** Start of Records provided **

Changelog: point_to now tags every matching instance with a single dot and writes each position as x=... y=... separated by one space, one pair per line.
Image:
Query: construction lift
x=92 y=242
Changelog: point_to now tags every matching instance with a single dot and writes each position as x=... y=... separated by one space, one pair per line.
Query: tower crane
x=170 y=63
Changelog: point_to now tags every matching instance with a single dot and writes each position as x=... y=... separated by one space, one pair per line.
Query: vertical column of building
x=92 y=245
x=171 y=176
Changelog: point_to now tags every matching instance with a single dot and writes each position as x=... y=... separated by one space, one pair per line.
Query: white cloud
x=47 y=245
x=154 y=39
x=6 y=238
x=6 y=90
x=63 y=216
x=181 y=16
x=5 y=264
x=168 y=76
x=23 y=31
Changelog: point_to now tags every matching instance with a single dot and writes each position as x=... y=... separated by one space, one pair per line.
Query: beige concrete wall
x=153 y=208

** End of Records provided **
** Start of Records provided **

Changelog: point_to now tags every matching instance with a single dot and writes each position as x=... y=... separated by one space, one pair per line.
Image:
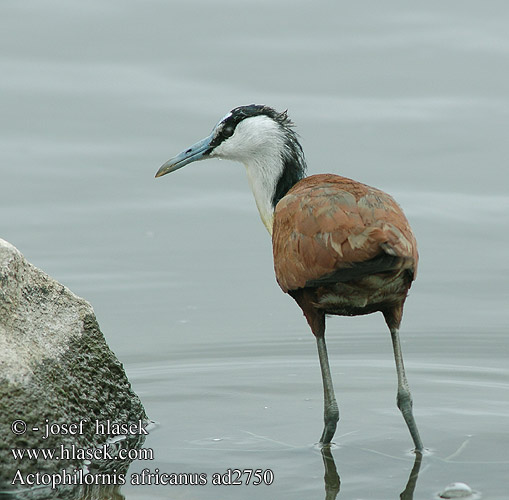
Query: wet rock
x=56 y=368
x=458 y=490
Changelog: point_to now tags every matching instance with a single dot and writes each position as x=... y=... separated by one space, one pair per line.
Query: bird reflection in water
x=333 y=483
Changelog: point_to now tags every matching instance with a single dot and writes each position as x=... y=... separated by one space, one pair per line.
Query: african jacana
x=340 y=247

** End of Records provided **
** Start of Records provided **

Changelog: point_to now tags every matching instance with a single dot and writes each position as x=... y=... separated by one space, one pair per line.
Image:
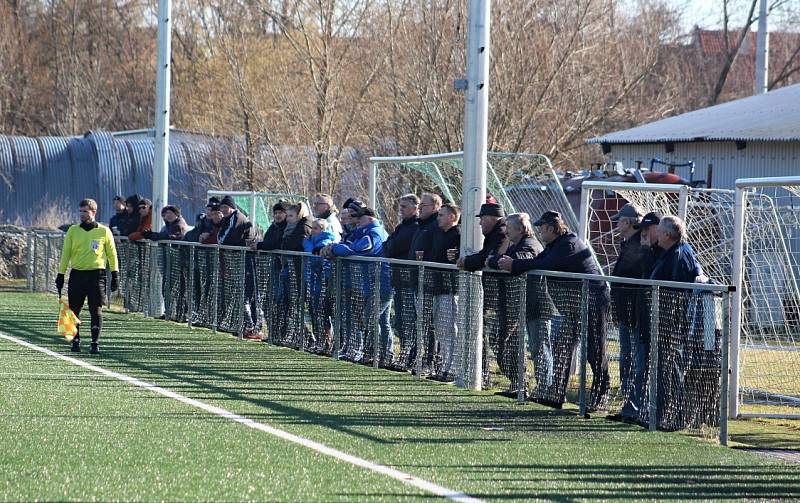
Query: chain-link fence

** End of Records provided **

- **What you need to do**
Gather each line of the material above that contains the word "Query". Treat uppercase and lowercase letters as distinct.

- **Response below**
Query: construction lift
Query: tower crane
Query: vertical column of building
Query: white cloud
Query: beige concrete wall
Query: wet rock
Query: bird reflection in water
Query: african jacana
Query: chain-link fence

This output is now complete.